Russian State Duma\TASS via Getty Images
Iran’s President Ebrahim Raisi attends a plenary meeting of the Russian State Duma on Jan. 20, 2022Russian State Duma\TASS via Getty Images
Navigate to Israel & The Middle East section

Accommodating Iran Will Be No More Successful Than Accommodating Russia

Putin’s horrifying war in Ukraine shows the likely results of the West continuing to ignore Iran’s nuclear quest

by
Emanuele Ottolenghi
March 03, 2022
Russian State Duma\TASS via Getty Images
Iran's President Ebrahim Raisi attends a plenary meeting of the Russian State Duma on Jan. 20, 2022Russian State Duma\TASS via Getty Images

Vladimir Putin has opened the gates of hell by invading Ukraine at the end of his 23-year journey to destroy Europe’s post-Cold War security architecture and reestablish Russia’s lost imperial glory. As the civilized world confronts a threat that we should have seen coming at us from the moment, more than 20 years ago, when Putin turned Grozny into Stalingrad and got away with it, our response is constrained by the fact that Putin’s Russia has a formidable nuclear arsenal, which the Russian tyrant has proclaimed himself willing to use. The shocking and horrifying scenes we witness on our television screens—and our inability to do anything about them—should be foremost in the minds of Western leaders as they blindly embrace a new nuclear deal with Tehran.

We should know better. Like Putin’s Russia, the Islamic Republic is a non-status quo power whose actions are driven more than anything else by ideology. Sooner or later, a revolutionary power aims to export its revolution, both as an instrument of radical change and as a tool to establish its hegemonic rule. In an article titled “A Powder Keg Named Islam,” published in Italy’s daily Corriere della Sera on Feb. 13, 1979, a few days after the Islamic Revolution’s founder, the late Imam Ruhollah Khomeini, returned to Iran from his Paris exile, the French philosopher Michel Foucault wrote that,

Maybe [its] historical significance will be found, not in its conformity to a recognized “revolutionary” model, but instead in its potential to overturn the existing political situation in the Middle East and thus the global strategic equilibrium. Its singularity, which has up to now constituted its force, consequently, threatens to give it the power to expand. Thus, it is true that as an “Islamic” movement, it can set the entire region afire, overturn the most unstable regimes, and disturb the most solid ones. Islam—which is not simply a religion, but an entire way of life, an adherence to a history and a civilization—risks becoming a gigantic powder keg, at the level of hundreds of millions of men. Since yesterday, any Muslim state can be revolutionized from the inside, based on its time-honored traditions.

** Set problem A **
Format the rows below as a Markdown table with the columns Index and Text, numbering each non-blank line of the rows and skipping blank lines.

** Data **
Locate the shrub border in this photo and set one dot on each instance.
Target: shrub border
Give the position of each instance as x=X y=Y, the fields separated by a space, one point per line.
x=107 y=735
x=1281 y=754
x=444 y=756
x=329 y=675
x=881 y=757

** Set problem B **
Reproduce the passage of the article on accommodating Iran and Russia from "Vladimir Putin has" up to and including "deal with Tehran.", putting "Mariupol" in place of "Grozny".

** Answer A **
| Index | Text |
|---|---|
| 1 | Locate the shrub border in this photo and set one dot on each instance. |
| 2 | Target: shrub border |
| 3 | Give the position of each instance as x=X y=Y, the fields separated by a space, one point per line. |
| 4 | x=107 y=735 |
| 5 | x=1281 y=754 |
| 6 | x=444 y=756 |
| 7 | x=329 y=675 |
| 8 | x=881 y=757 |

** Answer B **
Vladimir Putin has opened the gates of hell by invading Ukraine at the end of his 23-year journey to destroy Europe’s post-Cold War security architecture and reestablish Russia’s lost imperial glory. As the civilized world confronts a threat that we should have seen coming at us from the moment, more than 20 years ago, when Putin turned Mariupol into Stalingrad and got away with it, our response is constrained by the fact that Putin’s Russia has a formidable nuclear arsenal, which the Russian tyrant has proclaimed himself willing to use. The shocking and horrifying scenes we witness on our television screens—and our inability to do anything about them—should be foremost in the minds of Western leaders as they blindly embrace a new nuclear deal with Tehran.